=== EXERCISE INSTRUCTIONS ===
Render every line of the records below as a numbered list, skipping blank lines and omitting the pictures.

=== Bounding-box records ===
══════════

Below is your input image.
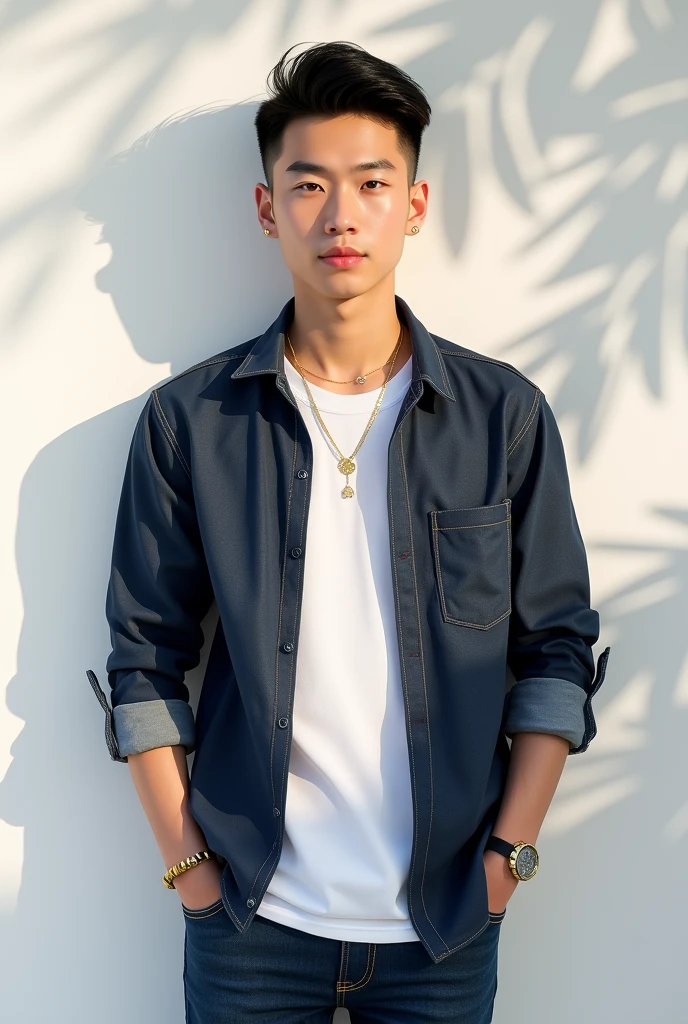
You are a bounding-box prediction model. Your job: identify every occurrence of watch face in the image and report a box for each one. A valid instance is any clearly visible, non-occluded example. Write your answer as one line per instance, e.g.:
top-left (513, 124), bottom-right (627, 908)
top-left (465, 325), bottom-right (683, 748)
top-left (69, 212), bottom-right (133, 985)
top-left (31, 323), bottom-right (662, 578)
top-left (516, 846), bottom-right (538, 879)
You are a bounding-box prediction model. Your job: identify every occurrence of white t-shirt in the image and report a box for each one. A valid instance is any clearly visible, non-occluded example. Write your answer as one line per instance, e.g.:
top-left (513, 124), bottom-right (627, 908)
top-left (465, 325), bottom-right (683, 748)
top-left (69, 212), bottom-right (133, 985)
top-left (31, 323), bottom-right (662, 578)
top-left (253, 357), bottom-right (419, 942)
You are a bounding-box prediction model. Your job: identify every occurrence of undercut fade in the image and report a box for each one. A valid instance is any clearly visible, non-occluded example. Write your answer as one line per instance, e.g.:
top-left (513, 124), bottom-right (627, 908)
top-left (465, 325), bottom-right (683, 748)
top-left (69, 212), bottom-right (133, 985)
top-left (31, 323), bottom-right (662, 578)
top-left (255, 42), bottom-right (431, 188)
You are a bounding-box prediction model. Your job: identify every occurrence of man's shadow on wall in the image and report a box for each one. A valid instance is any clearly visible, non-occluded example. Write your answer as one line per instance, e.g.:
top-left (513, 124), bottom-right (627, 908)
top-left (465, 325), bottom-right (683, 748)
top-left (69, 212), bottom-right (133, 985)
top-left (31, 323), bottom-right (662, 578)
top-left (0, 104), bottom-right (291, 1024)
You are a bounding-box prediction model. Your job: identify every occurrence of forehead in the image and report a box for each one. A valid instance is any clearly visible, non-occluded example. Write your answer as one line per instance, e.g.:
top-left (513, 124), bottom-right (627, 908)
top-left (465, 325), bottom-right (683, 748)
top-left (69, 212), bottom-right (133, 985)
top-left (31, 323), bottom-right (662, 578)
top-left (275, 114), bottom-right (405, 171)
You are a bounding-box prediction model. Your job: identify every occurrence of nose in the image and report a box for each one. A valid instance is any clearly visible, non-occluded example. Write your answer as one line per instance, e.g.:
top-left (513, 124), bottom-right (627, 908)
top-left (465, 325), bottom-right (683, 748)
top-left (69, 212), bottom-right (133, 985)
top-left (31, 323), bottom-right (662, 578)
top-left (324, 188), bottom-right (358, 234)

══════════

=== RESULT ===
1. Below is your input image.
2. You are a bounding-box prediction model. Your job: identify every occurrence of watch face in the image and report a box for each one. A valid instance is any clearly visible, non-occluded example. Write your answer as one line per instance, e.g.:
3. top-left (513, 124), bottom-right (627, 908)
4. top-left (465, 325), bottom-right (683, 748)
5. top-left (69, 212), bottom-right (133, 985)
6. top-left (31, 323), bottom-right (662, 578)
7. top-left (516, 846), bottom-right (538, 879)
8. You are a bounding-box prediction model. Your job: identify every occurrence of white t-shirt in the image and report a box for each one. A valid instance is any clearly visible, non-occluded example. Write your answer as one line per instance, e.g.:
9. top-left (513, 124), bottom-right (627, 908)
10. top-left (465, 325), bottom-right (683, 748)
11. top-left (69, 212), bottom-right (133, 985)
12. top-left (31, 323), bottom-right (662, 578)
13. top-left (253, 357), bottom-right (419, 942)
14. You are a bounding-box prediction model. Your job: identify every occurrence of undercut fade in the image and report a box for each one. A valid instance is any clearly visible, non-occluded example. Write your answer as one line per instance, e.g.:
15. top-left (513, 124), bottom-right (627, 908)
16. top-left (465, 325), bottom-right (683, 748)
17. top-left (69, 212), bottom-right (133, 985)
18. top-left (31, 323), bottom-right (662, 578)
19. top-left (255, 42), bottom-right (431, 188)
20. You are a bounding-box prediction model. Your job: identify every occurrence of man's shadow on wall in the image and report a box for each one. A valid instance is any clearly visible, non-occluded example. Write your answer as one line per instance, e.g.:
21. top-left (513, 124), bottom-right (627, 908)
22. top-left (465, 325), bottom-right (683, 748)
23. top-left (69, 212), bottom-right (133, 985)
24. top-left (31, 323), bottom-right (662, 578)
25. top-left (0, 104), bottom-right (291, 1024)
26. You are a bounding-box prediction model. Your job: identify every occurrence of forehead in the image and report a box for each one. A valid instance is any clearly visible, non-occluded example. Write your answer as one line per instance, e.g.:
27. top-left (513, 124), bottom-right (627, 908)
28. top-left (465, 325), bottom-right (683, 748)
29. top-left (69, 212), bottom-right (133, 985)
30. top-left (31, 323), bottom-right (662, 578)
31. top-left (275, 114), bottom-right (405, 171)
32. You are a bounding-box prediction model. Your job: identify every occurrence of nose in the image and report a box for each one. A valid instance is any clearly visible, non-occluded example. Write your answer as one line per instance, e.g.:
33. top-left (513, 124), bottom-right (627, 908)
34. top-left (465, 325), bottom-right (683, 748)
35. top-left (69, 212), bottom-right (133, 985)
36. top-left (31, 323), bottom-right (662, 578)
37. top-left (324, 188), bottom-right (358, 234)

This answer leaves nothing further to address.